■ **Study questions**
A. Answer these questions from the text on plastic pollution.
(i) How many different species of animals are known to ingest plastic debris?
(ii) What can long-term inhalation of toxins from burning plastic lead to?
(iii) What does the text recommend using when grocery shopping?
B. Copy the part of the text on plastic pollution between "In addition to" and "get thrown away.", inclusive.

■ **Text excerpt**
The pollution in the ocean is mostly from plastic, and it has a terrible impact on marine species. As a result, it can hurt the economy and food supply for communities that rely on fishing.
Plastic can hurt tiny organisms like plankton, which larger animals rely on for food. If small organisms are poisoned from ingesting plastic, the animals that eat them will also consume toxins. The toxins work their way up the food chain and can even be present in the fish people eat.
Not only does plastic cause damage to the ocean, but it can also damage groundwater sources. Many regions are already facing issues with , but water sources everywhere are in danger because of plastic pollution. Plastic toxins in dumps and from litter can seep into the groundwater, which people drink every day.
On land, wind can carry plastic waste or litter throughout the environment. It can get stuck in trees, fences, traffic lights, or other structures. When animals come into contact with this plastic waste, they risk consuming the toxins or becoming entangled in the plastic and suffocating. If an animal consumes a piece of plastic, the plastic can clog its stomach while also poisoning it with toxins. Almost 200 different species of animals are known to ingest plastic debris.
Air pollution is another issue for humans and animals. When plastic is burned in the open air, it releases large amounts of toxins, which pollutes the air. If the toxins are inhaled for a long period of time, it can lead to respiratory problems.
As the world’s population increases, land becomes more valuable, and it will soon become difficult to find places to put garbage. Over time, landfills and dumps will take up more land, invading animals’ habitats and coming even closer to groundwater sources.
In addition to harming plants, animals, and people, it costs millions of dollars every year for cleanup of areas exposed to plastic toxins. Many regions have seen a decrease in tourism because of the amount of pollution in their environment, which can have a serious impact on local economies.
Solutions to the Plastic Pollution
Consumers can help fix the problem by making an effort to reduce plastic waste. A great way to reduce waste is to use reusable bags when you grocery shop. People often leave stores with dozens of plastic bags that just get thrown away.
Drinking from a reusable water bottle instead of a disposable one can also be very helpful. If everyone drank the recommended amount of water per day from disposable bottles, it would create an unbelievable amount of plastic waste.

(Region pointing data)
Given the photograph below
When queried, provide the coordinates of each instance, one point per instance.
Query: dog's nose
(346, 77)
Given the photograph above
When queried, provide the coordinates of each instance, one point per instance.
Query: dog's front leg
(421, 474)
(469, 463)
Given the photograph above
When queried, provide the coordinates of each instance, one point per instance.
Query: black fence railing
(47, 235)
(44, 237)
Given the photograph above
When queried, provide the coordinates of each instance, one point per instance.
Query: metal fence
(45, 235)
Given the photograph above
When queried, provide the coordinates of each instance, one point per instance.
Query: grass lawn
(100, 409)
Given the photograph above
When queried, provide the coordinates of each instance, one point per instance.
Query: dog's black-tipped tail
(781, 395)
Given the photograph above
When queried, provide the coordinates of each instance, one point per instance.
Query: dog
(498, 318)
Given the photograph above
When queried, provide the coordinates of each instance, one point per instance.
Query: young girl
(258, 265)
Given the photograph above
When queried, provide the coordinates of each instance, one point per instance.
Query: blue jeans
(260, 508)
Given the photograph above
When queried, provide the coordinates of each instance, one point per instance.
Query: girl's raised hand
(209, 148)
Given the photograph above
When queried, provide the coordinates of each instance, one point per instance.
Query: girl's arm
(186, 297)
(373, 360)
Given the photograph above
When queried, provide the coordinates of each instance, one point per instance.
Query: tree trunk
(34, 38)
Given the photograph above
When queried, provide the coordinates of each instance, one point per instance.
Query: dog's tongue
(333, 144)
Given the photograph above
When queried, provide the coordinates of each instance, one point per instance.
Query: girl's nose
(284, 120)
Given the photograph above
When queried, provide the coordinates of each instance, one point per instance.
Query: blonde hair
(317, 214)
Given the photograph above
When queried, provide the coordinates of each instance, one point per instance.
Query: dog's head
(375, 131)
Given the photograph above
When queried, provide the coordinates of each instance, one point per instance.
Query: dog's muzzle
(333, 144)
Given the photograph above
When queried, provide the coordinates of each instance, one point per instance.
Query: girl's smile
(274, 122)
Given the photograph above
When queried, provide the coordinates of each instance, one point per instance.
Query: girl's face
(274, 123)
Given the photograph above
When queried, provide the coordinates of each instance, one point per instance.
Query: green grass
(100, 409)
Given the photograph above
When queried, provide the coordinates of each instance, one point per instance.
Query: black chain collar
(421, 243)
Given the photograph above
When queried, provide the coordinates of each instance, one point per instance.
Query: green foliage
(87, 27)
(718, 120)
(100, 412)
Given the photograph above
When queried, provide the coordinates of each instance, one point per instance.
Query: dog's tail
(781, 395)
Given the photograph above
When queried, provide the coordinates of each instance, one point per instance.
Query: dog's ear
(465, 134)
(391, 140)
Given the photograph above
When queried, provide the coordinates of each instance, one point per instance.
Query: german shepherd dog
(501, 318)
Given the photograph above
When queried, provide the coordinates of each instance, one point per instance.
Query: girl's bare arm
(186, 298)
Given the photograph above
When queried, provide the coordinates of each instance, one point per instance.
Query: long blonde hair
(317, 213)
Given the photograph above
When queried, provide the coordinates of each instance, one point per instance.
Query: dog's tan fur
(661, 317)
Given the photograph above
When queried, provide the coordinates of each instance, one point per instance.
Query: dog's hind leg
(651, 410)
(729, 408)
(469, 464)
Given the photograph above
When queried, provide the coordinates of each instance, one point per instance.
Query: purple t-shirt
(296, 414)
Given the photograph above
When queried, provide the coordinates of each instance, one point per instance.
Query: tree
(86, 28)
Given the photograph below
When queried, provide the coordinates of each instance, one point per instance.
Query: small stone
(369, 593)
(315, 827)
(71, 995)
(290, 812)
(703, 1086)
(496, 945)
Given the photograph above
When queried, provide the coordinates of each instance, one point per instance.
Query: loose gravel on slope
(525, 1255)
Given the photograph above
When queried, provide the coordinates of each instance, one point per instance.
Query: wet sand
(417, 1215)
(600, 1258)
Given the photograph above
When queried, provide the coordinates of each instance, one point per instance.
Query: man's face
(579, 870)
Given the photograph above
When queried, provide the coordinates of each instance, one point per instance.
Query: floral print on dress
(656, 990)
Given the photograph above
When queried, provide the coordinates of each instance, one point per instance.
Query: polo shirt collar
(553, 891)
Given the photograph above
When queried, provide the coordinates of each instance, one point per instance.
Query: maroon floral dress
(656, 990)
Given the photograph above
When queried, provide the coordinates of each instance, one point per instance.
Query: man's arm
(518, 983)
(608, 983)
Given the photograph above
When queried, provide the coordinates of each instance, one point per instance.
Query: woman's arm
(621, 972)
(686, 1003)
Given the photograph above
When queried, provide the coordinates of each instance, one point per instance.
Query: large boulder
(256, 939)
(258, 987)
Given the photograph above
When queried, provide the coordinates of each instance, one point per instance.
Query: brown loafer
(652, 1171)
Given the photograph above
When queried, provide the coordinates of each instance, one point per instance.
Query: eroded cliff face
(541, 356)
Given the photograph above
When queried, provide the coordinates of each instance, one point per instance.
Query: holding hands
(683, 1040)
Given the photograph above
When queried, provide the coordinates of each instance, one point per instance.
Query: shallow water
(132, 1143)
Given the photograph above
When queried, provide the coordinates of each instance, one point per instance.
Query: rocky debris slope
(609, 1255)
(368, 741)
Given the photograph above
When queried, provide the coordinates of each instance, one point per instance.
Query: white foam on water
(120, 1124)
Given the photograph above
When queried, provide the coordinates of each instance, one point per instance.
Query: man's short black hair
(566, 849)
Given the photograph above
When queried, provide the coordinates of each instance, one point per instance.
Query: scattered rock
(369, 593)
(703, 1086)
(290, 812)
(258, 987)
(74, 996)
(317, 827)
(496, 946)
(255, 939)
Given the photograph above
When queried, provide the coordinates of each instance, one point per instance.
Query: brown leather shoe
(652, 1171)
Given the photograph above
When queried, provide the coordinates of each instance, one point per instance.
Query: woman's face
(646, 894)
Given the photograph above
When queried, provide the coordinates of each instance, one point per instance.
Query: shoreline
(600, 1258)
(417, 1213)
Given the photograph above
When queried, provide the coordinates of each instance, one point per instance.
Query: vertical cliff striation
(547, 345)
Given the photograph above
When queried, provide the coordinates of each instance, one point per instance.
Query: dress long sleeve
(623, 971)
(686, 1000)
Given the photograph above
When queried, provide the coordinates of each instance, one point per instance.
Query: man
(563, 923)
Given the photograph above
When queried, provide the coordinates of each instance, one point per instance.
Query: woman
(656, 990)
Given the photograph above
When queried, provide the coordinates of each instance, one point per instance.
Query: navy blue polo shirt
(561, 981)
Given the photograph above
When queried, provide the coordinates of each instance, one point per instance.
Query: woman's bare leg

■ **Answers by task**
A.
(i) Almost 200
(ii) Respiratory problems
(iii) Reusable bags

B.
In addition to harming plants, animals, and people, it costs millions of dollars every year for cleanup of areas exposed to plastic toxins. Many regions have seen a decrease in tourism because of the amount of pollution in their environment, which can have a serious impact on local economies.
Solutions to the Plastic Pollution
Consumers can help fix the problem by making an effort to reduce plastic waste. A great way to reduce waste is to use reusable bags when you grocery shop. People often leave stores with dozens of plastic bags that just get thrown away.